Top of RECORDS TO PROCESS
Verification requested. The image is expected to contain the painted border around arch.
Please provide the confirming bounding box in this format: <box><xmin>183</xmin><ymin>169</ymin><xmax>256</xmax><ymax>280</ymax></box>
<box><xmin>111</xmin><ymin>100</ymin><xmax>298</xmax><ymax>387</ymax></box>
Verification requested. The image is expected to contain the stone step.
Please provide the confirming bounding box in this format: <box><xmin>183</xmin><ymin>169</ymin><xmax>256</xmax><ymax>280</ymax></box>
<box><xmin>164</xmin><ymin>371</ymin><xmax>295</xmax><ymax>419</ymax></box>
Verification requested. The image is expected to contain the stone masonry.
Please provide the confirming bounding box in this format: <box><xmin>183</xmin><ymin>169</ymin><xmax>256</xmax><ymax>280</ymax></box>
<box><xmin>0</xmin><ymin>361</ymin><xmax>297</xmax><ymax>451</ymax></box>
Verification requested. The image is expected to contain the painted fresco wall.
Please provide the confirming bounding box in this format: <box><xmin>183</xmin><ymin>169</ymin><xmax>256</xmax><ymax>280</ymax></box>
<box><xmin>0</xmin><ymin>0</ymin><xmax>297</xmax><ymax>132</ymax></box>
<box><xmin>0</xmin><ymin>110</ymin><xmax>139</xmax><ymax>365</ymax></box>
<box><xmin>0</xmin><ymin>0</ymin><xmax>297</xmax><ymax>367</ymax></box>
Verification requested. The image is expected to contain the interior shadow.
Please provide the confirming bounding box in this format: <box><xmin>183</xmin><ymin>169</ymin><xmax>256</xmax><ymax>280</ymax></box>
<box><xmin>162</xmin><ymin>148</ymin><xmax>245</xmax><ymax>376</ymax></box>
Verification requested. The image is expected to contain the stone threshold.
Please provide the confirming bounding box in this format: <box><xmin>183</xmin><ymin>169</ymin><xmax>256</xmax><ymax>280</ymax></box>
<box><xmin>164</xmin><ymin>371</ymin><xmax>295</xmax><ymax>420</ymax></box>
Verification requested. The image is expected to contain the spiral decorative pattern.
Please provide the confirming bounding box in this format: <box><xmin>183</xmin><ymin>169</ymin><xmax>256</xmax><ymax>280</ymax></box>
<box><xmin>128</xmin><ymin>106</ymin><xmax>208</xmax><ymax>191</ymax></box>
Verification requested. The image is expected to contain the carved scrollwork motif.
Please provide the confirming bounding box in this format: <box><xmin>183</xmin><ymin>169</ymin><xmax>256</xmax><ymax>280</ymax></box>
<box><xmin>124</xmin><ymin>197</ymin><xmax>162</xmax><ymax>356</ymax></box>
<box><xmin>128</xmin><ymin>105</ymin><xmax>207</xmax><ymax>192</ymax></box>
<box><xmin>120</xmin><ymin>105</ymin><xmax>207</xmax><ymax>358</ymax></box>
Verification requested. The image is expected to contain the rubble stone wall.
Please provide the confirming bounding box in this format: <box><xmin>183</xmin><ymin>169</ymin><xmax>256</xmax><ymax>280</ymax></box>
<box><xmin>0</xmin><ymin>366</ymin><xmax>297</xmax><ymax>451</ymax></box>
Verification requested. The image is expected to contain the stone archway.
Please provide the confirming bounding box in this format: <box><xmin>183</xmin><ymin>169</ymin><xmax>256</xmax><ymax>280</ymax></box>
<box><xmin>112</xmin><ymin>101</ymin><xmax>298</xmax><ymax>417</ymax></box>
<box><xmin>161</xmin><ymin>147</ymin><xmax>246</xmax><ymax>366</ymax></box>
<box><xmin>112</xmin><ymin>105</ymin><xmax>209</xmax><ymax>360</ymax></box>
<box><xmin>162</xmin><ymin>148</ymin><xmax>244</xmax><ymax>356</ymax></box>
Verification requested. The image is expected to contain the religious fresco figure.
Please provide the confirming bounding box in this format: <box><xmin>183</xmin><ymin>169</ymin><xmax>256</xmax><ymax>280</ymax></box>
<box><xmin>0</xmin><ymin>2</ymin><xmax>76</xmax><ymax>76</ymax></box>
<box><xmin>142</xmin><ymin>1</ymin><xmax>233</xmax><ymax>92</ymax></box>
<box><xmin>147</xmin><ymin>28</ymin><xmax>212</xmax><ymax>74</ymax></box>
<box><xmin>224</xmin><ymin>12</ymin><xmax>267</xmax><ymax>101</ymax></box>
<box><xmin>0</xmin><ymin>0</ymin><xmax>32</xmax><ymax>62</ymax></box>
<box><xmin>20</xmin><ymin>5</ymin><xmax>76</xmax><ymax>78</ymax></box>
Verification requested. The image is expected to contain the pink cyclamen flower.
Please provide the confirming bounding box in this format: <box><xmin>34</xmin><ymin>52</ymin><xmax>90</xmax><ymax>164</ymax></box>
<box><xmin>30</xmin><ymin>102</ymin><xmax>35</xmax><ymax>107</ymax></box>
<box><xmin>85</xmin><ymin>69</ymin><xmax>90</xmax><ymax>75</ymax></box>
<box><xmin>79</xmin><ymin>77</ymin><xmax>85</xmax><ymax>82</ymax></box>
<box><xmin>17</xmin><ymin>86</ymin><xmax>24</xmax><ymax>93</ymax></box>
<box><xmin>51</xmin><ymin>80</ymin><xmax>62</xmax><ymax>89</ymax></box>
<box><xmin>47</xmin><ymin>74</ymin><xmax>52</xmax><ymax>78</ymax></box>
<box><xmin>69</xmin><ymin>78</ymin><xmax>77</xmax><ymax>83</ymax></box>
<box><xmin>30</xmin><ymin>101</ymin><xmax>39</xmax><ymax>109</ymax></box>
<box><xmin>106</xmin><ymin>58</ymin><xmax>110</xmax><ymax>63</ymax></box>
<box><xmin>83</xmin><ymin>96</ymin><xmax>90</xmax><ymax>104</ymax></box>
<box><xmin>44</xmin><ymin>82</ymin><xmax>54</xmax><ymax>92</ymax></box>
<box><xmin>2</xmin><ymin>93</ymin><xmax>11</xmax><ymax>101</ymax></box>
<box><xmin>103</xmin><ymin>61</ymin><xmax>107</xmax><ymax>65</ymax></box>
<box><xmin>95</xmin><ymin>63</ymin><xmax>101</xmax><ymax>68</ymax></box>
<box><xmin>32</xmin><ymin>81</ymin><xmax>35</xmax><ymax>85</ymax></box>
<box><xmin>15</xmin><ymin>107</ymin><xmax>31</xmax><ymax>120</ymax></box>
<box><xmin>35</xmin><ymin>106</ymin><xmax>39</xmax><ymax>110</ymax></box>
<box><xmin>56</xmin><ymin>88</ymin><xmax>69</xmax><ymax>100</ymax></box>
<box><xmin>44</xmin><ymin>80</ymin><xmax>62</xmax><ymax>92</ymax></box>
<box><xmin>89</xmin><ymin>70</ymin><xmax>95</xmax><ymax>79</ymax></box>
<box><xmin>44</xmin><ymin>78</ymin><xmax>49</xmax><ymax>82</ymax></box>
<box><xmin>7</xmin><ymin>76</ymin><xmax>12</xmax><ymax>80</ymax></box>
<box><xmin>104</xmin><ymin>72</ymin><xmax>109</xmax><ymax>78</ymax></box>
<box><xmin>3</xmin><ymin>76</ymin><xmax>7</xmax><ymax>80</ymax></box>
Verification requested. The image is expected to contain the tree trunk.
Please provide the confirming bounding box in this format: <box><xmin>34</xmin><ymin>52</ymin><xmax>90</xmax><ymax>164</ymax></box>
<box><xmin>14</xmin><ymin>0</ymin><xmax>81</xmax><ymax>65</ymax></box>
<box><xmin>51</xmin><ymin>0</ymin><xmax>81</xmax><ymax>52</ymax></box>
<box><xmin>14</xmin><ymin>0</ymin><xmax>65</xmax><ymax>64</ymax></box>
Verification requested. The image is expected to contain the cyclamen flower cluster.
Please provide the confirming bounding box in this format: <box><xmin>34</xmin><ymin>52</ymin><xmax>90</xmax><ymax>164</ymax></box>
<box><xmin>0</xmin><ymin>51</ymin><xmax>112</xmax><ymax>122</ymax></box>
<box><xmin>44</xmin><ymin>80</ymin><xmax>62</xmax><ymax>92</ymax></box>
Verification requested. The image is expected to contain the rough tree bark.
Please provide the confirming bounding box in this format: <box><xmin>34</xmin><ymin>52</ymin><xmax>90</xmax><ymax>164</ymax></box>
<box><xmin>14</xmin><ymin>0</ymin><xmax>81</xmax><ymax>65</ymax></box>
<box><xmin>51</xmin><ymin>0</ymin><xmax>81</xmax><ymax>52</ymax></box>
Bottom of RECORDS TO PROCESS
## ASSIGNMENT
Take the line above containing "the interior shadow.", the line containing "carved scrollwork motif.", and all lines in between, and copy them exactly without anything else.

## ANSWER AREA
Verification requested. The image is expected to contain the interior shadow.
Please provide the confirming bounding box in this format: <box><xmin>183</xmin><ymin>169</ymin><xmax>256</xmax><ymax>280</ymax></box>
<box><xmin>162</xmin><ymin>148</ymin><xmax>245</xmax><ymax>376</ymax></box>
Verification requested. The image is expected to contain the stone threshold.
Please provide the confirming bounding box in this format: <box><xmin>183</xmin><ymin>169</ymin><xmax>256</xmax><ymax>280</ymax></box>
<box><xmin>164</xmin><ymin>371</ymin><xmax>295</xmax><ymax>420</ymax></box>
Verification requested. The image is expected to contain the spiral decorative pattern.
Please provide the confirming bounding box in this format: <box><xmin>183</xmin><ymin>169</ymin><xmax>256</xmax><ymax>280</ymax></box>
<box><xmin>128</xmin><ymin>106</ymin><xmax>208</xmax><ymax>191</ymax></box>
Verification requested. The image is expected to contain the carved scrollwork motif.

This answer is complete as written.